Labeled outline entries

========================

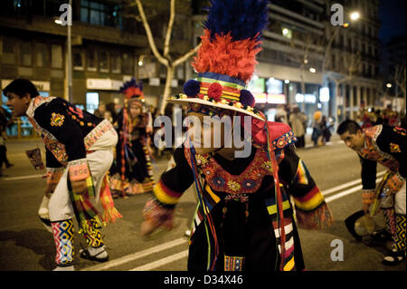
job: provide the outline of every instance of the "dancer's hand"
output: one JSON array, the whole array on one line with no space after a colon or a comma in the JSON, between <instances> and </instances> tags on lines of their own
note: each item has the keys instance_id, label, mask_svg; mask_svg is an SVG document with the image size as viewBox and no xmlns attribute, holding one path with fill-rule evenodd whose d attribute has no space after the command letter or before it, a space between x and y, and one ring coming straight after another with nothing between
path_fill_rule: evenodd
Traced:
<instances>
[{"instance_id":1,"label":"dancer's hand","mask_svg":"<svg viewBox=\"0 0 407 289\"><path fill-rule=\"evenodd\" d=\"M76 194L83 194L88 191L88 184L86 179L71 182L72 191Z\"/></svg>"},{"instance_id":2,"label":"dancer's hand","mask_svg":"<svg viewBox=\"0 0 407 289\"><path fill-rule=\"evenodd\" d=\"M370 207L370 204L364 204L364 206L362 207L362 209L364 212L364 215L369 214L369 207Z\"/></svg>"},{"instance_id":3,"label":"dancer's hand","mask_svg":"<svg viewBox=\"0 0 407 289\"><path fill-rule=\"evenodd\" d=\"M142 236L148 236L156 231L159 226L160 225L158 225L158 223L147 219L141 223L140 233Z\"/></svg>"},{"instance_id":4,"label":"dancer's hand","mask_svg":"<svg viewBox=\"0 0 407 289\"><path fill-rule=\"evenodd\" d=\"M52 195L53 191L55 190L55 188L58 184L47 184L47 188L45 188L45 196L49 198L51 197L51 195Z\"/></svg>"}]
</instances>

========================

• Task prompt
Can you copy out, word for word, everything from the start of the items down to the line containing "output: one JSON", leaving any pictures out of your answer?

• Output of the exercise
job: provide the outline of every instance of the "dancer's hand"
output: one JSON array, the whole array on one line with no space after a colon or a comma in the JSON, between <instances> and </instances> tags on lines of their own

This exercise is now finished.